* WORK REQUIRED *
Rewrite the rows from the line that contains "the crayfish rostrum?" through the line that contains "xmin=0 ymin=0 xmax=250 ymax=34", renaming "crayfish" to "crawfish" everywhere in that stretch and changing nothing else.

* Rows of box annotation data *
---
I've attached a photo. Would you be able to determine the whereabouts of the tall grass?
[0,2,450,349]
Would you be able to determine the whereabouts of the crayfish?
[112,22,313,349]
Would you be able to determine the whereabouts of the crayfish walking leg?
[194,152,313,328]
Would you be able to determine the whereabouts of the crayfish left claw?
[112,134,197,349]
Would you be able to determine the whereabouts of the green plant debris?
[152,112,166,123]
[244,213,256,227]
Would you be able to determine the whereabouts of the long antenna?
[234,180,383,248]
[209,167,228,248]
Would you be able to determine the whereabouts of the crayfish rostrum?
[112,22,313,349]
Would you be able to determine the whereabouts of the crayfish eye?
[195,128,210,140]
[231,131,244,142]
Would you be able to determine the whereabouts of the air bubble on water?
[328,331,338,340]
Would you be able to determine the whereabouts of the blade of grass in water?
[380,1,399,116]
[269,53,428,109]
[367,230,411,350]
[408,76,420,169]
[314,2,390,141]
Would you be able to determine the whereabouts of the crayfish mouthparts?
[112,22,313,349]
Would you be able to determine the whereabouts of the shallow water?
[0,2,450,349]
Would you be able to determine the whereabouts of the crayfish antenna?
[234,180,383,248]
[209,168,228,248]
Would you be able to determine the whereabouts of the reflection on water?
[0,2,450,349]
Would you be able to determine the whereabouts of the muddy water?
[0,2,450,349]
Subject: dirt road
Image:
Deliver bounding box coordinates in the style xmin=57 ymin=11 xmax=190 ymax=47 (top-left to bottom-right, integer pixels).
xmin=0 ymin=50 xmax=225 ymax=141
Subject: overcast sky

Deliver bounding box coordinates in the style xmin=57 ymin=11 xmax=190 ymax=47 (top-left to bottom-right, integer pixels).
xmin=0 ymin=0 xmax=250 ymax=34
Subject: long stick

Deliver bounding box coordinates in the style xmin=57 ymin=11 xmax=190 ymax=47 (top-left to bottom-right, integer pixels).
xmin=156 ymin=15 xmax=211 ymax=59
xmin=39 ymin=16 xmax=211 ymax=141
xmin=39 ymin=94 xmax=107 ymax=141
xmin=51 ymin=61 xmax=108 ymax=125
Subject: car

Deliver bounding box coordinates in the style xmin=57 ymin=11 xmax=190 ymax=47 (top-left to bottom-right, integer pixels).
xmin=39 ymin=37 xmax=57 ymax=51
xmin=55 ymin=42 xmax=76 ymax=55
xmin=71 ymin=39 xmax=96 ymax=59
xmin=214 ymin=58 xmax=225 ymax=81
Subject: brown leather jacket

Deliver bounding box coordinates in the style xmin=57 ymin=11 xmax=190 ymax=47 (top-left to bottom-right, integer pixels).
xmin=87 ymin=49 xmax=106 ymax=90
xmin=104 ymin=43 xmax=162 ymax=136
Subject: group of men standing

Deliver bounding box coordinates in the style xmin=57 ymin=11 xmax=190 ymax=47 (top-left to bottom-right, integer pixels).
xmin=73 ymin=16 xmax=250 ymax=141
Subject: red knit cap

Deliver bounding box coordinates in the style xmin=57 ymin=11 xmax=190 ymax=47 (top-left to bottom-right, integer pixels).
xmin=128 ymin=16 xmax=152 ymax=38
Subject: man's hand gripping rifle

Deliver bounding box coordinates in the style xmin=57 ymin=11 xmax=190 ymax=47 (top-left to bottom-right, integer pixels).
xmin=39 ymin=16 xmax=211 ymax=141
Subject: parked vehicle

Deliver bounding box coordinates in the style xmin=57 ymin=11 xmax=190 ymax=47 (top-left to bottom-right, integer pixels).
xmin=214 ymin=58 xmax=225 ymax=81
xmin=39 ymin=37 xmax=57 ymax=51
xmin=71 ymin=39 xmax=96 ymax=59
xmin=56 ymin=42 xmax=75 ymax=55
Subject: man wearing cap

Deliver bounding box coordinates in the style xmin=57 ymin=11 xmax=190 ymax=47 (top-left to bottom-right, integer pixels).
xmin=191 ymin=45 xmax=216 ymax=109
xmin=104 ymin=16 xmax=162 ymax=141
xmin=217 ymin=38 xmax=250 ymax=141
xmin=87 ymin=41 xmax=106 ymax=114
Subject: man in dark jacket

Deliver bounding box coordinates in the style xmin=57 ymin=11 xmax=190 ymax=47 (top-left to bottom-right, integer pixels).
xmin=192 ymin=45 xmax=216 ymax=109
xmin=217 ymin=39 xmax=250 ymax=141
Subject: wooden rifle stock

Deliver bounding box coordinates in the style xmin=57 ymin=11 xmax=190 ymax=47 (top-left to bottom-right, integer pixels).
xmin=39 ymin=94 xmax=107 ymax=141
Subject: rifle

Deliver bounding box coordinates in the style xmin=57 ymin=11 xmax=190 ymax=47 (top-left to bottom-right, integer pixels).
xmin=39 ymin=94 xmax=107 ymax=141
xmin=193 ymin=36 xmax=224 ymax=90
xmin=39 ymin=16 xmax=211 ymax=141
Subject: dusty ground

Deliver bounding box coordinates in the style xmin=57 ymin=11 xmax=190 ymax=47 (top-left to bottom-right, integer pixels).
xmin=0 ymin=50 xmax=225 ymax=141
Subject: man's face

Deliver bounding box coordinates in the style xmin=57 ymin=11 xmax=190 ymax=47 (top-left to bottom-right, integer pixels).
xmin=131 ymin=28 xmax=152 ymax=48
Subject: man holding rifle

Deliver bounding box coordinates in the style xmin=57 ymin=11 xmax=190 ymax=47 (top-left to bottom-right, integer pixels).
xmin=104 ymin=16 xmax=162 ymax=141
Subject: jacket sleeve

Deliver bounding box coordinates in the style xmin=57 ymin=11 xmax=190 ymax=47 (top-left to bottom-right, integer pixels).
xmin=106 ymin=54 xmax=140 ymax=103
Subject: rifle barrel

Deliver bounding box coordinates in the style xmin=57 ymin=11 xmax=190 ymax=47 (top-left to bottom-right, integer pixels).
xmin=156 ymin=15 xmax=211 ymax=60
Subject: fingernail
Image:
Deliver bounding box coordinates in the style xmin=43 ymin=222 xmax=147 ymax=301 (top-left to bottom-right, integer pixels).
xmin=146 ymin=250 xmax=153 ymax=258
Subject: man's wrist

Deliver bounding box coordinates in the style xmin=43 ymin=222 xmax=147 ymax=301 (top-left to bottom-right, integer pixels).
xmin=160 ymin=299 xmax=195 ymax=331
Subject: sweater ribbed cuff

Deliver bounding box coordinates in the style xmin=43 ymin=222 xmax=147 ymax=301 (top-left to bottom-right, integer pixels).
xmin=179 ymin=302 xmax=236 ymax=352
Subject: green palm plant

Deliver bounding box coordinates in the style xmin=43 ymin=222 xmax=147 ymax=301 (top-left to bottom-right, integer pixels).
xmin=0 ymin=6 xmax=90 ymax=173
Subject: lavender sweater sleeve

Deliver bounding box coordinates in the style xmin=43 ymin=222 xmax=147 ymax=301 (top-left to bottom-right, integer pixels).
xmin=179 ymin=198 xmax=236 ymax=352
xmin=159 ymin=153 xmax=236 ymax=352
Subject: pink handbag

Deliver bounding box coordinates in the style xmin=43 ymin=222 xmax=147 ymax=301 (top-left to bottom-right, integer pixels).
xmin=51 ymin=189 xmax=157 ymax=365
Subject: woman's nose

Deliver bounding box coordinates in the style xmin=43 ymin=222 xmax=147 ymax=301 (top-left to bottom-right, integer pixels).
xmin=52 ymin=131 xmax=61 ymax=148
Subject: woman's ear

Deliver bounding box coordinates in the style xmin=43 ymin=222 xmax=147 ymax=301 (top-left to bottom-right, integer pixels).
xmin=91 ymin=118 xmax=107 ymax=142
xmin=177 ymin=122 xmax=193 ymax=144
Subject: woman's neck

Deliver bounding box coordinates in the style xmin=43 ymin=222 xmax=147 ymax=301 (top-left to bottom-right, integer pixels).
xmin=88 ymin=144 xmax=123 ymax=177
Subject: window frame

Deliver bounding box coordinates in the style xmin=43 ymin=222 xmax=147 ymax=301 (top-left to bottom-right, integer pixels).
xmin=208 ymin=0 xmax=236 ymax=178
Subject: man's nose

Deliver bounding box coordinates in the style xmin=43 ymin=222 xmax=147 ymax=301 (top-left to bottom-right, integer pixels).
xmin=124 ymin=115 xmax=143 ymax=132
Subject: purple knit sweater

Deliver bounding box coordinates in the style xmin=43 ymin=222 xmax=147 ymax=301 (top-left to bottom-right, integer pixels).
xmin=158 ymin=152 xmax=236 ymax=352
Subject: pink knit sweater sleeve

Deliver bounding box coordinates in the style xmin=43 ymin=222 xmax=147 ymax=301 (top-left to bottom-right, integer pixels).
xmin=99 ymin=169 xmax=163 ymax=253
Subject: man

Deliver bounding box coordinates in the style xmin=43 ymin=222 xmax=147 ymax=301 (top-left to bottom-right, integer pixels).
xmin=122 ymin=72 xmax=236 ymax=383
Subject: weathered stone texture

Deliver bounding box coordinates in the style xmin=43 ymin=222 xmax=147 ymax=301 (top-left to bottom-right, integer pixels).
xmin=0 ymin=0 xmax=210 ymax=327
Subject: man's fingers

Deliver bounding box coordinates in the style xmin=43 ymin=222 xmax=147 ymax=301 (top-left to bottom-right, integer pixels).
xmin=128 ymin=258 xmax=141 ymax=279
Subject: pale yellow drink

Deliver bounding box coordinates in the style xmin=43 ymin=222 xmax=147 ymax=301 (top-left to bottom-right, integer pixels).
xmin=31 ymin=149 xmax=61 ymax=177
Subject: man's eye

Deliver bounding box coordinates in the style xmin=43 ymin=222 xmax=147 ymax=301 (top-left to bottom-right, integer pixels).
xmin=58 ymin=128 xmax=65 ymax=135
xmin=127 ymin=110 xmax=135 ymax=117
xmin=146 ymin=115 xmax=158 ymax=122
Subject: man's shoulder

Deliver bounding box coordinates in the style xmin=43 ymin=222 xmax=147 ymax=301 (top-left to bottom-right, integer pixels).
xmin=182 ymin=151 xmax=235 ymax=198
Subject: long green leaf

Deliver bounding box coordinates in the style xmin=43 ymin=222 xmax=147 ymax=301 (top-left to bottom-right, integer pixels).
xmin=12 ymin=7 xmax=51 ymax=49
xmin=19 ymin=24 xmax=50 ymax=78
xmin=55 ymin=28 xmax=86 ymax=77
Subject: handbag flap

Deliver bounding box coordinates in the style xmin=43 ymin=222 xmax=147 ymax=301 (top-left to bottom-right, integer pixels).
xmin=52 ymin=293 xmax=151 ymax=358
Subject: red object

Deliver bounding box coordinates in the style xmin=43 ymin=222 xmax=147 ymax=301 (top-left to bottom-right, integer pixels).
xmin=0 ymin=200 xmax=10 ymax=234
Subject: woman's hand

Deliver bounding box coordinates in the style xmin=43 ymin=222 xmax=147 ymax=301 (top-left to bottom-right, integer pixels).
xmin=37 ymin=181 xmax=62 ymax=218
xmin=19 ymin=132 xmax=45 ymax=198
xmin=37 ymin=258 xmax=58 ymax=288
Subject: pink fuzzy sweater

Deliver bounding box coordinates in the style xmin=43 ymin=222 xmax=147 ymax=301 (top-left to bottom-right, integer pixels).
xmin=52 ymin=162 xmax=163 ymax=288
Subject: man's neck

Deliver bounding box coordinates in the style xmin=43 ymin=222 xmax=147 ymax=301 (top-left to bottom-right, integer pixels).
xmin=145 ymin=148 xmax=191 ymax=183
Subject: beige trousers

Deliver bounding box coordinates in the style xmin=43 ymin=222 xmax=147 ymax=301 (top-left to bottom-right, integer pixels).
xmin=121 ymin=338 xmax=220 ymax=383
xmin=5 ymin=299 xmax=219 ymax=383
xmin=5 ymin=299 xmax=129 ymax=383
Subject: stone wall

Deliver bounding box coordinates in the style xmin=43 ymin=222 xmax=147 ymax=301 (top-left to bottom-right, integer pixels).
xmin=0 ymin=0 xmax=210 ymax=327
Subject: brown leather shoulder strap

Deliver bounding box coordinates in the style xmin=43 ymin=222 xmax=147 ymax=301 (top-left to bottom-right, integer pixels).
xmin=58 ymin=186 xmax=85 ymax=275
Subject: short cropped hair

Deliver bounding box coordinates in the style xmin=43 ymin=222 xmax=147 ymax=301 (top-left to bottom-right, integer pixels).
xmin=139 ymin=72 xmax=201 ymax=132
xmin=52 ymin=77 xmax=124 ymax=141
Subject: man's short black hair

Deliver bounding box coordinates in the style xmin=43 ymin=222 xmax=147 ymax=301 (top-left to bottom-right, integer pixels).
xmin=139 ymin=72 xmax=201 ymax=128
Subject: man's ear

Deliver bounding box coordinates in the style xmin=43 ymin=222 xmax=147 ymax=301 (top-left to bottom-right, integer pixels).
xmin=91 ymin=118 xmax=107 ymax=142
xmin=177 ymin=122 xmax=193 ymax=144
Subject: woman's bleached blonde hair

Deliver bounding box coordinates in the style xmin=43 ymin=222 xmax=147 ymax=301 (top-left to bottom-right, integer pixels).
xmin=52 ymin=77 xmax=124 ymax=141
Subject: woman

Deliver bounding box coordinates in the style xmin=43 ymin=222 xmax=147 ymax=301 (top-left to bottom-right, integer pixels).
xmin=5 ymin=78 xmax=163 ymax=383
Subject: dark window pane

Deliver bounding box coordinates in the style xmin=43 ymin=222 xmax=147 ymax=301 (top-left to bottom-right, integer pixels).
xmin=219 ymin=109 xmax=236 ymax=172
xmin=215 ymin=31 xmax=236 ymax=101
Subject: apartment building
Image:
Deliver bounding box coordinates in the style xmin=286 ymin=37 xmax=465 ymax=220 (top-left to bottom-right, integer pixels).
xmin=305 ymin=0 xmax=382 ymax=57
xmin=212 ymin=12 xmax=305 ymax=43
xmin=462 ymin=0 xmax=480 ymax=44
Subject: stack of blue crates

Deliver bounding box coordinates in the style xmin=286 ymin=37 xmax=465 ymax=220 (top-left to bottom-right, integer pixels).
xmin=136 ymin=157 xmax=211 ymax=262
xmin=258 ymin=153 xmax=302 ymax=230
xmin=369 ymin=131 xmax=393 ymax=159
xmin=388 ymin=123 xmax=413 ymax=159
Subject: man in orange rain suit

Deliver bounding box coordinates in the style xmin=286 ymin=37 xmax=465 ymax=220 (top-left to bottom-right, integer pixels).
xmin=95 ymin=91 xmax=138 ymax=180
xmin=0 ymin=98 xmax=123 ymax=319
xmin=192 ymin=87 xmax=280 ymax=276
---
* WRITTEN ANSWER *
Would you be able to determine the whereabouts of the crawfish rostrum?
[112,22,313,349]
Would you be able to determine the whereabouts of the crawfish eye?
[195,128,210,140]
[231,131,244,142]
Would you be able to determine the whereabouts of the air bubble on water?
[328,331,338,340]
Would you be able to determine the whereabouts of the blade of grass in water?
[380,1,399,116]
[269,53,428,109]
[367,230,411,350]
[408,76,420,169]
[314,2,390,141]
Would you be able to determine the whereabouts of the crawfish mouthparts?
[112,22,313,349]
Would you be able to determine the whereabouts of the shallow water?
[0,2,450,349]
Would you be able to determine the whereabouts of the crawfish antenna?
[234,180,383,248]
[209,168,228,248]
Would you be able to determine the whereabouts of the reflection on water?
[0,2,450,349]
Would you be able to determine the whereabouts of the muddy water?
[0,2,450,349]
Subject: dirt road
Image:
Deliver bounding box coordinates in the style xmin=57 ymin=11 xmax=190 ymax=47 (top-left to bottom-right, integer pixels).
xmin=0 ymin=50 xmax=225 ymax=141
Subject: overcast sky

Deliver bounding box coordinates in the style xmin=57 ymin=11 xmax=190 ymax=47 (top-left to bottom-right, integer pixels).
xmin=0 ymin=0 xmax=250 ymax=34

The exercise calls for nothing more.